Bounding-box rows
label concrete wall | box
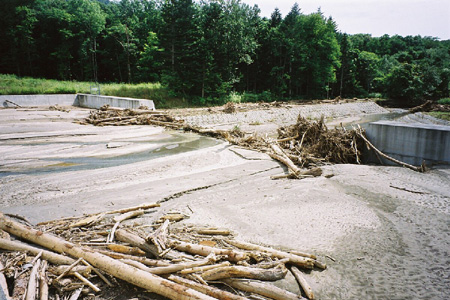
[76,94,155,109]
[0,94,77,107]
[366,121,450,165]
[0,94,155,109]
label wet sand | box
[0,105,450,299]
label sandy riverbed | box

...

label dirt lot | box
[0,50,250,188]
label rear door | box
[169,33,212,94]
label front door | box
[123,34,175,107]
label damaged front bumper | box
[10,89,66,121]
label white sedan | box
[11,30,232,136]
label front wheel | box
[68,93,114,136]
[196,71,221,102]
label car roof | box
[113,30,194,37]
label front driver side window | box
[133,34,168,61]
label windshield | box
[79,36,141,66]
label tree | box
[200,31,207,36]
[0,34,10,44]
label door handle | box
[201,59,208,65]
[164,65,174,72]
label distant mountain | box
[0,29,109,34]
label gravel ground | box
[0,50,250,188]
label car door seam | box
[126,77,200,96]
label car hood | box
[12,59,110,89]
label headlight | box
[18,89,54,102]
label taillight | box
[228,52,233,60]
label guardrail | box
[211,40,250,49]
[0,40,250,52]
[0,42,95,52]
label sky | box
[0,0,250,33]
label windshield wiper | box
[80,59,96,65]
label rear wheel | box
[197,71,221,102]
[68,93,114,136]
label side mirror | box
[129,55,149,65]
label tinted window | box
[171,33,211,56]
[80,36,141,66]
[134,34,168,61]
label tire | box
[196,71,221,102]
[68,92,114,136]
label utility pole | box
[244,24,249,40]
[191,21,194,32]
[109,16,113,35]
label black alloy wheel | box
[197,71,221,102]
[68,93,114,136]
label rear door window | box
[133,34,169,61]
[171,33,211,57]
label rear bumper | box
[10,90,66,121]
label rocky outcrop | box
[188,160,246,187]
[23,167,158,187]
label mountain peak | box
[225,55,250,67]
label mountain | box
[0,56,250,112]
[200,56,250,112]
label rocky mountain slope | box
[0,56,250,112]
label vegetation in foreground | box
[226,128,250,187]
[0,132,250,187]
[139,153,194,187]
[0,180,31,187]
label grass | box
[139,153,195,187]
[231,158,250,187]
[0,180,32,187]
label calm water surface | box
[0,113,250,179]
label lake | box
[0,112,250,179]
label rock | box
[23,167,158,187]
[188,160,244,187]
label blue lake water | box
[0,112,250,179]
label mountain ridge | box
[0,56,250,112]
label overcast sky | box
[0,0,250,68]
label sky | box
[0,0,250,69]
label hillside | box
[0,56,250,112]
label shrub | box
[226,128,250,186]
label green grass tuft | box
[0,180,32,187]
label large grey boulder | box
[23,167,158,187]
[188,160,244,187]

---

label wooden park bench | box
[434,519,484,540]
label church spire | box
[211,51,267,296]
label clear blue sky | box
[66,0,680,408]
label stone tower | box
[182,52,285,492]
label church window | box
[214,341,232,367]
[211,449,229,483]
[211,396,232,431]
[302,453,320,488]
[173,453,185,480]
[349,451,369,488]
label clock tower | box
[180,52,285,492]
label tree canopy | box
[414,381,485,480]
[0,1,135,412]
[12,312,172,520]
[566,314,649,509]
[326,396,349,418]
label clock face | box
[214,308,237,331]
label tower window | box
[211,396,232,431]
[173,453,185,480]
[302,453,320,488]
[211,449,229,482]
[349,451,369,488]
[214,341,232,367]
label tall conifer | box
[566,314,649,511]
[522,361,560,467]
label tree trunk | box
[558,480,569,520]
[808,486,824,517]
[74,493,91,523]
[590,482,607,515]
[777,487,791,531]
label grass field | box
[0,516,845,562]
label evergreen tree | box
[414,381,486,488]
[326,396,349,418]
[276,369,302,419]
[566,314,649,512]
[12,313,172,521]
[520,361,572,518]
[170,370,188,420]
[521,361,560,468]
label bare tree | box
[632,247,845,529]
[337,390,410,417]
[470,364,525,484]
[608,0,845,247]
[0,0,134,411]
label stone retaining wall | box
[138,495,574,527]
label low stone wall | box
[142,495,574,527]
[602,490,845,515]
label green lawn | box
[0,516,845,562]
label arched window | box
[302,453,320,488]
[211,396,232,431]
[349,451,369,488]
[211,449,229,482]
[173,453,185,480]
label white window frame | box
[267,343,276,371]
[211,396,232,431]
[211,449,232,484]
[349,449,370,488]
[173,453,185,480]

» **TASK OBJECTIVE**: Output the lines running from the one containing "label concrete wall | box" down to the one containing "label sandy riverbed | box", both included, reproducing them verbatim. Leave the pictures out of your answer.

» **FULL RESPONSE**:
label concrete wall | box
[76,94,155,109]
[0,94,77,107]
[366,121,450,165]
[0,94,155,109]
label wet sand | box
[0,105,450,299]
label sandy riverbed | box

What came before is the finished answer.